## Requirement
Beneath this line are the data; copy exactly the part of them that opens with the line containing "box: [0, 0, 299, 450]" and closes with the line containing "91L7 382L123 447L300", and only that part.
----- Task material -----
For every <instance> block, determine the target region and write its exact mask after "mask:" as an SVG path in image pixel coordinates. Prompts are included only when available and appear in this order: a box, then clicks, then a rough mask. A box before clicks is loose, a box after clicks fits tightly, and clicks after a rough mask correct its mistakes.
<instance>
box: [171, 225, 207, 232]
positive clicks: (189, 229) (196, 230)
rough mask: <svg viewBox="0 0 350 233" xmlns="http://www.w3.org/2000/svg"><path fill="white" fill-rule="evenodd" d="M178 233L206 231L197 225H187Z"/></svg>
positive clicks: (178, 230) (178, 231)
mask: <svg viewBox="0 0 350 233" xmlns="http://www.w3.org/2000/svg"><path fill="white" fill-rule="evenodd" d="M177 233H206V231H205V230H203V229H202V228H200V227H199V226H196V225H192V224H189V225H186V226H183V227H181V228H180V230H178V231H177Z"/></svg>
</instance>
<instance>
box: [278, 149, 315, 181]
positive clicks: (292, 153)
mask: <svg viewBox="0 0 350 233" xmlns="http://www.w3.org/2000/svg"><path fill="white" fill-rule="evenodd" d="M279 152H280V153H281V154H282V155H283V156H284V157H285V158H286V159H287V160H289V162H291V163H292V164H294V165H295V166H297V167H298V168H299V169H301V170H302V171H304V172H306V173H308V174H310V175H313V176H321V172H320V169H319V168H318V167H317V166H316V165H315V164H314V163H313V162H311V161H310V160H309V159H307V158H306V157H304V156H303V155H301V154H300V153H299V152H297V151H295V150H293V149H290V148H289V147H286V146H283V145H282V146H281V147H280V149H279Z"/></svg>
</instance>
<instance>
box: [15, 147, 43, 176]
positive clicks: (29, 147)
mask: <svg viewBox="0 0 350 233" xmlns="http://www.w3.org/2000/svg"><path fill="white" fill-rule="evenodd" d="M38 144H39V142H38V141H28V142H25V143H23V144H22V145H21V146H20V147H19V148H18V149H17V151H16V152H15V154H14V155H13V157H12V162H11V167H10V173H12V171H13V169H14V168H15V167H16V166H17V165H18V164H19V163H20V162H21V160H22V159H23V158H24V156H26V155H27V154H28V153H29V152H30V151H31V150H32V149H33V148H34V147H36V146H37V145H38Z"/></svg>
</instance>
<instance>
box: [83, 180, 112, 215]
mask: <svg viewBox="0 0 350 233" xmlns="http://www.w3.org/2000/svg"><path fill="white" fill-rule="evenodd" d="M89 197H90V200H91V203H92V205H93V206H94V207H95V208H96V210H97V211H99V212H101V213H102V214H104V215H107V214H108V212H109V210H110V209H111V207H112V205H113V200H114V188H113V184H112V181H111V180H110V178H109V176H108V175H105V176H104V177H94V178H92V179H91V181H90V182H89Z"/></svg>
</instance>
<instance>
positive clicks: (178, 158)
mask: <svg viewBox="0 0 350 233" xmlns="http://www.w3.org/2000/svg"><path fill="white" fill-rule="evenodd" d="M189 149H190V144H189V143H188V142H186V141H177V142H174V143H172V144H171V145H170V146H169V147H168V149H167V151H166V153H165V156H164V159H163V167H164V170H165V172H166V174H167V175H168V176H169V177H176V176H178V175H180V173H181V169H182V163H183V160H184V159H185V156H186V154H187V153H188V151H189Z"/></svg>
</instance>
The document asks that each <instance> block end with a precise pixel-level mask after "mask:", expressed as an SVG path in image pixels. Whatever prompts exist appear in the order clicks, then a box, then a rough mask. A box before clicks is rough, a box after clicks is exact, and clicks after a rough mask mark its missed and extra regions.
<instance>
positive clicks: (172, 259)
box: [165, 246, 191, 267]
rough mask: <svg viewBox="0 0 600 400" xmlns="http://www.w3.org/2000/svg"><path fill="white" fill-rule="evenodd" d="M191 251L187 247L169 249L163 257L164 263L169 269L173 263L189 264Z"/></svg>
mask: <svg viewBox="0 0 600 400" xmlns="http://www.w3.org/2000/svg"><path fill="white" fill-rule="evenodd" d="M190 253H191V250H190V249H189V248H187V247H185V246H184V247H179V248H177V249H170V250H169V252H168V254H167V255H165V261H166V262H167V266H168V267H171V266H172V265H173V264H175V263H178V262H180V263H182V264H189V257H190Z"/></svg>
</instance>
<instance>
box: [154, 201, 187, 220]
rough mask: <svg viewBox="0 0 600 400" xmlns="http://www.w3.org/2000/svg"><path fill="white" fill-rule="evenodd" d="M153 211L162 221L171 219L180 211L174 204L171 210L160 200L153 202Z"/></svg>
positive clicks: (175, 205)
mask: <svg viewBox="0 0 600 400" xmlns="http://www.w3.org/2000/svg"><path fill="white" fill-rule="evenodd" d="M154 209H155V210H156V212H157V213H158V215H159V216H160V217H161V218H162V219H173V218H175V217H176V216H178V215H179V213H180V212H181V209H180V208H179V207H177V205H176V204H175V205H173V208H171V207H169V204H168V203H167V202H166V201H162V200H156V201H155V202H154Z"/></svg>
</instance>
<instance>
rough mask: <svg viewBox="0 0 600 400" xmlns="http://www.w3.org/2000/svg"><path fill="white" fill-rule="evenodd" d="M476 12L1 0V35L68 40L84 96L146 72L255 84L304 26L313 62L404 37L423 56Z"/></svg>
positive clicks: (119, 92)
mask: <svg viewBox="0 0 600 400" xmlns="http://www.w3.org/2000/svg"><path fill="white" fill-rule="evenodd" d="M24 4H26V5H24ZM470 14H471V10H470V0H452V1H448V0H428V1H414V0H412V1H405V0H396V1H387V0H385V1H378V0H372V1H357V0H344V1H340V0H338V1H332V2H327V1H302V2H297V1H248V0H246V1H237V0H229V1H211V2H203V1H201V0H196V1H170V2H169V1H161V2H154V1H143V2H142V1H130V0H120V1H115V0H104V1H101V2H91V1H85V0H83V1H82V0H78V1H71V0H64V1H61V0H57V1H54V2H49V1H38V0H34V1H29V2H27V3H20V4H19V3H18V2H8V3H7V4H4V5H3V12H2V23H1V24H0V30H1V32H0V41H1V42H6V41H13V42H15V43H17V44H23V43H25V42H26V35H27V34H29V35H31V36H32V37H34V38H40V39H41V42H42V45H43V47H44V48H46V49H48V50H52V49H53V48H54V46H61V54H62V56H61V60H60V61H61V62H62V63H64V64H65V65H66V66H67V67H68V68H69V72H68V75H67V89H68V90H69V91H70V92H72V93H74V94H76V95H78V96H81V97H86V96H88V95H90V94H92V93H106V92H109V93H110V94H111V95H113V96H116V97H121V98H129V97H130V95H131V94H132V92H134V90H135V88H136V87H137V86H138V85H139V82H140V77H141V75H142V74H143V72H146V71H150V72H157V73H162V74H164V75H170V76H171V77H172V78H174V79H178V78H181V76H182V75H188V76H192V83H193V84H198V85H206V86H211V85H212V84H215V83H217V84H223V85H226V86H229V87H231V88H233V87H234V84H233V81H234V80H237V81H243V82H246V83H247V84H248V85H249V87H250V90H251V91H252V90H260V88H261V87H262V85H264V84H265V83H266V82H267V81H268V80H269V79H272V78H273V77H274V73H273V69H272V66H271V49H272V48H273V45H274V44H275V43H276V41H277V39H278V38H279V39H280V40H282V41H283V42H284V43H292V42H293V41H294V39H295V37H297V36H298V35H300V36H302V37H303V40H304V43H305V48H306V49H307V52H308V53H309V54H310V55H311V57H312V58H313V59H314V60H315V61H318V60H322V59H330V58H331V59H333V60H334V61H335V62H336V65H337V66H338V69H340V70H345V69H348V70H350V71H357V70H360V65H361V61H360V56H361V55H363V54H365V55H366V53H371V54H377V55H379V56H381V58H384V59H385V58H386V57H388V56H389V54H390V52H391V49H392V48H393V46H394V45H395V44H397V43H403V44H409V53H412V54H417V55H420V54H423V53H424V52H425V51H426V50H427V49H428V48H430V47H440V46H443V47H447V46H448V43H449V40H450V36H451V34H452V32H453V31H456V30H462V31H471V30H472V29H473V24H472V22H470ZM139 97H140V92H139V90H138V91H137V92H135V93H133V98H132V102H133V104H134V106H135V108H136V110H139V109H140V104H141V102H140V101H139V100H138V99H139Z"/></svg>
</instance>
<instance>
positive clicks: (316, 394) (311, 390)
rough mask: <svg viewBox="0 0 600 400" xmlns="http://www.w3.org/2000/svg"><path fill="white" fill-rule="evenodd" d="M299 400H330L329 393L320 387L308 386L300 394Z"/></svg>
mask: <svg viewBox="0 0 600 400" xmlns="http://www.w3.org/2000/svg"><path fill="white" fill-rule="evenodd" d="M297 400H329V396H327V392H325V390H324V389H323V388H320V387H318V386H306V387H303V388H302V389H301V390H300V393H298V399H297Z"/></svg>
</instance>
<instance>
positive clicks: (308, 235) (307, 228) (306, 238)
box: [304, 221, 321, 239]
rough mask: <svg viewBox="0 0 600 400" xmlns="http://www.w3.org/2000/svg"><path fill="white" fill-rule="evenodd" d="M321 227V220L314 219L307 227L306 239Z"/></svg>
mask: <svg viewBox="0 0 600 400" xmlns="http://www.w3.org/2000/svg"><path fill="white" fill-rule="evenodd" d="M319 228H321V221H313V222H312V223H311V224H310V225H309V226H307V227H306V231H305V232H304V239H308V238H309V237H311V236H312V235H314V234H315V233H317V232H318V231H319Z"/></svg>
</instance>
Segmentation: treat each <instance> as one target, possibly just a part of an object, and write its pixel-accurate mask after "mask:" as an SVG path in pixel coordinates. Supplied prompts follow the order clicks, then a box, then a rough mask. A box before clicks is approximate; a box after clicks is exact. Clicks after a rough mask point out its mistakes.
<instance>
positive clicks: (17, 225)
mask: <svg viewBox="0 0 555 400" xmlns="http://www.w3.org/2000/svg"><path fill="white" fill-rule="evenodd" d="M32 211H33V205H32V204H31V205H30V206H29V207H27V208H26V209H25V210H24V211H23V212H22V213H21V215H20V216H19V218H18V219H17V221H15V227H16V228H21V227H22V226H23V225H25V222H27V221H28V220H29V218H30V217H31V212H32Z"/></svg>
-----
----- Task material -----
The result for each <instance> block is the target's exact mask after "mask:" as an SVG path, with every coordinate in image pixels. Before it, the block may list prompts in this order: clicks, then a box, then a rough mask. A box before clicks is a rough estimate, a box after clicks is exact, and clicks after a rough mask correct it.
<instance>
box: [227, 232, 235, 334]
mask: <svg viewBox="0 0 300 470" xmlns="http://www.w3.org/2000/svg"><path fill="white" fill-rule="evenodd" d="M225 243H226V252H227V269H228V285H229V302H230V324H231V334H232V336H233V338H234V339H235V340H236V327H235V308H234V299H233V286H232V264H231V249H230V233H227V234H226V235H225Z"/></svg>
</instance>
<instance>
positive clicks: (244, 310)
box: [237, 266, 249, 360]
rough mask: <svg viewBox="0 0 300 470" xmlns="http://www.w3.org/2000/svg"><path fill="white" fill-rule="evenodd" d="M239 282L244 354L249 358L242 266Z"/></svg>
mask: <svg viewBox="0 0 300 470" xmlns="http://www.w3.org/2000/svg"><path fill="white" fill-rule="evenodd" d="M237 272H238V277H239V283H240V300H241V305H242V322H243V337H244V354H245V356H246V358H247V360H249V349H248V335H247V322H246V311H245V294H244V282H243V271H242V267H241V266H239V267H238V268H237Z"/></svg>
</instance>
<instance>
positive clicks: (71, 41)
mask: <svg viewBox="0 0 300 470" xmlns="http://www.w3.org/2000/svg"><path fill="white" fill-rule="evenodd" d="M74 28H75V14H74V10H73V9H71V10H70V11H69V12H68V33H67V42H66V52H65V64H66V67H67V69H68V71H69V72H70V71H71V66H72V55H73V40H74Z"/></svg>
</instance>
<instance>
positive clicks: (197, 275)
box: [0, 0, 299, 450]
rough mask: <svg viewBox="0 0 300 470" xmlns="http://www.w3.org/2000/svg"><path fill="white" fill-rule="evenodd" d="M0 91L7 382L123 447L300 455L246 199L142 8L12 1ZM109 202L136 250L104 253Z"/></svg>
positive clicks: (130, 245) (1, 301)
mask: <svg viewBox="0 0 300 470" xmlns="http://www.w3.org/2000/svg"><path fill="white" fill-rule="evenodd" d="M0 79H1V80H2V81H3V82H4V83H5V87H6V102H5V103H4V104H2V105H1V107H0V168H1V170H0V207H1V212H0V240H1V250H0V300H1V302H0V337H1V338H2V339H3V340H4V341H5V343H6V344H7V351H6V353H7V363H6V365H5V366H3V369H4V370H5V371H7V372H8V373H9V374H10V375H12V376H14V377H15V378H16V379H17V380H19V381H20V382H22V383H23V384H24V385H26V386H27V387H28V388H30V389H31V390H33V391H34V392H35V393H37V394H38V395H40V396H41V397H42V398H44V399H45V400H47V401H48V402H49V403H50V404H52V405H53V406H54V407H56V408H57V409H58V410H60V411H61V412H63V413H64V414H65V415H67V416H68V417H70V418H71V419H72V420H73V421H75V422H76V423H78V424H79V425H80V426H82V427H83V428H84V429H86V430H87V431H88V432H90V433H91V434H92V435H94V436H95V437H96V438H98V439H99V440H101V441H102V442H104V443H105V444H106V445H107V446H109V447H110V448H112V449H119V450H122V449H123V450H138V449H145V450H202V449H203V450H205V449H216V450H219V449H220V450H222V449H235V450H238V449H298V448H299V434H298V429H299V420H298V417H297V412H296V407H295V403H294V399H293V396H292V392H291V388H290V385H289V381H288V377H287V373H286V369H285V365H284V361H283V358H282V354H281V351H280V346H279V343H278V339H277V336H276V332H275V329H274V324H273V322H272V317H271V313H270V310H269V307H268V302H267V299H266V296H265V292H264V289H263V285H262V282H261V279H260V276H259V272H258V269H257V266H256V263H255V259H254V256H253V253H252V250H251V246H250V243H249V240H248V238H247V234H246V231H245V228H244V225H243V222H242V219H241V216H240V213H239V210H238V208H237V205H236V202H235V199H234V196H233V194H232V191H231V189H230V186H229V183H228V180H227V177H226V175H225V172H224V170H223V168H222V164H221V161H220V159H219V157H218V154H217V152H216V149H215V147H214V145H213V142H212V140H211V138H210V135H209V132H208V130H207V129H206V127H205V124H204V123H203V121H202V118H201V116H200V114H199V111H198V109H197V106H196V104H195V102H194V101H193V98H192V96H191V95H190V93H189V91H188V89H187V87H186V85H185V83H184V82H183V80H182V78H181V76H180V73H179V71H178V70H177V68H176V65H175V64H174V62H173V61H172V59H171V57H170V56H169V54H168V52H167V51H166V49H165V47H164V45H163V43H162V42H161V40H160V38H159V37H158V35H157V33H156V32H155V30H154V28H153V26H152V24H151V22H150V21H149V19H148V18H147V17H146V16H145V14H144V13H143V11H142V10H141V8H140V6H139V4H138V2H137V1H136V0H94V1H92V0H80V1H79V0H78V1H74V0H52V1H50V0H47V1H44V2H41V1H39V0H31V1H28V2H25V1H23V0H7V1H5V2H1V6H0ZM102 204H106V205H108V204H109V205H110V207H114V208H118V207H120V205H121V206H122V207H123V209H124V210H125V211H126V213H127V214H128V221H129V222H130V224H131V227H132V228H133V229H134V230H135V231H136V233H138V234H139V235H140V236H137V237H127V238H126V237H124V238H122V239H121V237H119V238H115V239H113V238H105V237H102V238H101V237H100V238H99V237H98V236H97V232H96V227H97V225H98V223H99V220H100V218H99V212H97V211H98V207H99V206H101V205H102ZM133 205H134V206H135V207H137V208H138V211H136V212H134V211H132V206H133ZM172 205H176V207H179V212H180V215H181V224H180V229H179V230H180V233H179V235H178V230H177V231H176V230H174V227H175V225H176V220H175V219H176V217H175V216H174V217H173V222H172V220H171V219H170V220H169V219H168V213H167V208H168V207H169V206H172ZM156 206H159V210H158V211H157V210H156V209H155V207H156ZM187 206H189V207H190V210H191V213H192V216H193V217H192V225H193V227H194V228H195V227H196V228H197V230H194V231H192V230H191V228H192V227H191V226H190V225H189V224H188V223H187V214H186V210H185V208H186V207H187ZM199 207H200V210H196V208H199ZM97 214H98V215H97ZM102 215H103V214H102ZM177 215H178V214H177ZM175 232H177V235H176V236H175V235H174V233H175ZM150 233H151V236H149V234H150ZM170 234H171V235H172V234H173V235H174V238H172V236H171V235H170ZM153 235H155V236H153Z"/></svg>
-----
----- Task material -----
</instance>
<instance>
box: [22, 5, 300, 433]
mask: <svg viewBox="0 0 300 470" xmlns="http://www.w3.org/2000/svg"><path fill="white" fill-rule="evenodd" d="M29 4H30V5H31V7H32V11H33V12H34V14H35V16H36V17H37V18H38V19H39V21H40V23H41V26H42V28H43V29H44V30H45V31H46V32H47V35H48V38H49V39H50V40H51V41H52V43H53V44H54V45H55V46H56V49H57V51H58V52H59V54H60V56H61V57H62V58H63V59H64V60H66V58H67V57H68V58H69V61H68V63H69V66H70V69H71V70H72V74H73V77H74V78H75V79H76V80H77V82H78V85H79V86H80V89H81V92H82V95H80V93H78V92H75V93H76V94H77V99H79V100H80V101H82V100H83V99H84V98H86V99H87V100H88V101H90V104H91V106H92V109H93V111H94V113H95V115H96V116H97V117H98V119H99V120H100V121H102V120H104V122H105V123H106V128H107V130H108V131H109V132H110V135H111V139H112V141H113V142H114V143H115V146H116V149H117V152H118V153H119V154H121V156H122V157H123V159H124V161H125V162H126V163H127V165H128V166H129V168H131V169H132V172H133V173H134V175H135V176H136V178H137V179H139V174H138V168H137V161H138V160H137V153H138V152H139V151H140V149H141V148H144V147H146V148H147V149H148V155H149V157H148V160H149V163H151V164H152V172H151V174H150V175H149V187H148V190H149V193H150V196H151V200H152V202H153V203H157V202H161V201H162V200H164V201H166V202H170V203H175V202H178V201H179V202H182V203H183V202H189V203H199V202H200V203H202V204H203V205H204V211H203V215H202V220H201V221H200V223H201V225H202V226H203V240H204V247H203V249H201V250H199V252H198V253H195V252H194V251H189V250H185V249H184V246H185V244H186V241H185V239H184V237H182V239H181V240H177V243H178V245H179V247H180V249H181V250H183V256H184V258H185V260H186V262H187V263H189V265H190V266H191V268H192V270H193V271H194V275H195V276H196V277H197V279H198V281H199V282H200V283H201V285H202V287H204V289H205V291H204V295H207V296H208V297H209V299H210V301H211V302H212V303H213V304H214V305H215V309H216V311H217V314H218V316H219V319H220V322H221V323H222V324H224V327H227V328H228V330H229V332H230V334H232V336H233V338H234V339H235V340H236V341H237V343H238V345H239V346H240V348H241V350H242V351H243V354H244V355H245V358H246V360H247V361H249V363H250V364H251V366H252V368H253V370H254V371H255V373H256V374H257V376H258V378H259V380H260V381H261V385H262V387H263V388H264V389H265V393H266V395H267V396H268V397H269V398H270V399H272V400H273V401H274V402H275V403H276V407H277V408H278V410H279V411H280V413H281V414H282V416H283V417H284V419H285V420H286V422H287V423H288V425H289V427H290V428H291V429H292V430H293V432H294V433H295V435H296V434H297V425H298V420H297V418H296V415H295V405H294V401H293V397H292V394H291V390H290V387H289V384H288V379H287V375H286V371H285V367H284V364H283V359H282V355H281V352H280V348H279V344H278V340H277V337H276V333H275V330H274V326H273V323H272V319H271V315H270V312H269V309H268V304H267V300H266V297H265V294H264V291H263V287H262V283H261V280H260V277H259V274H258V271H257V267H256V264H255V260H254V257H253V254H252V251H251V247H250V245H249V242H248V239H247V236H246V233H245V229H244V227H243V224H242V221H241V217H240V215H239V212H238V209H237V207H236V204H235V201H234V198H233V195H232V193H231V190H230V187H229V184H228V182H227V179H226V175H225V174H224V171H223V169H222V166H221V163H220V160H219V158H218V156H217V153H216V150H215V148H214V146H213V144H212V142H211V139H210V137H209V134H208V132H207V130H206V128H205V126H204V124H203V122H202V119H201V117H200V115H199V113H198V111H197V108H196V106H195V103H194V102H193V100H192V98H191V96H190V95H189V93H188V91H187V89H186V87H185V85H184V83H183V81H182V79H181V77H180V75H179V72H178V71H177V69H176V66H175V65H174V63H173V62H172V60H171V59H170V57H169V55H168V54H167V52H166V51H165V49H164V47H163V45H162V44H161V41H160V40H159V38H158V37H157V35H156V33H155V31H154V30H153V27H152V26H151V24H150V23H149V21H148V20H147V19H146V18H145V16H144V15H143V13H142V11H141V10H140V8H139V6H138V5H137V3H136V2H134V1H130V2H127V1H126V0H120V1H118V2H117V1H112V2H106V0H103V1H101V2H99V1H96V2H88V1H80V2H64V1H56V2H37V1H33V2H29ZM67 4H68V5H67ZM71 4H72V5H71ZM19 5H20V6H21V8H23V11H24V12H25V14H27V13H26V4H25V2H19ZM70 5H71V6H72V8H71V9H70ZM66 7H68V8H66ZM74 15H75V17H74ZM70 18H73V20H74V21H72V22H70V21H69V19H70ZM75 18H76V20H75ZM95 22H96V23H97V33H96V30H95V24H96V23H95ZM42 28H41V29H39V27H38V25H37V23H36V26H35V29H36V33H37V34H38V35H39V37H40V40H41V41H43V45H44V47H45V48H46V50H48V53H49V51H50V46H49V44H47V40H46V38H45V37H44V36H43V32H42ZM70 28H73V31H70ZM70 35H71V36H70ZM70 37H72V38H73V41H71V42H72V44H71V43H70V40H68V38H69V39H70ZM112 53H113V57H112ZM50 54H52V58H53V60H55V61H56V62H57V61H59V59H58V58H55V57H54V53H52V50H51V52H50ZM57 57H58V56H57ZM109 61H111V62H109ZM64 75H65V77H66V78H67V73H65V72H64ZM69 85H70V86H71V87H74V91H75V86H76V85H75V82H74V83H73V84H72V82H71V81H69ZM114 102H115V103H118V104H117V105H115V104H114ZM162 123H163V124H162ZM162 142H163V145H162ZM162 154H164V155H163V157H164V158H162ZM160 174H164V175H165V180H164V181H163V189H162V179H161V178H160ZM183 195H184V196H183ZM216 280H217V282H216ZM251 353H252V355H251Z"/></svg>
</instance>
-----
## Exercise output
box: [0, 0, 299, 450]
rough mask: <svg viewBox="0 0 300 470" xmlns="http://www.w3.org/2000/svg"><path fill="white" fill-rule="evenodd" d="M0 91L7 382L123 447L300 455L246 199L142 8L12 1ZM109 202L136 250L104 253Z"/></svg>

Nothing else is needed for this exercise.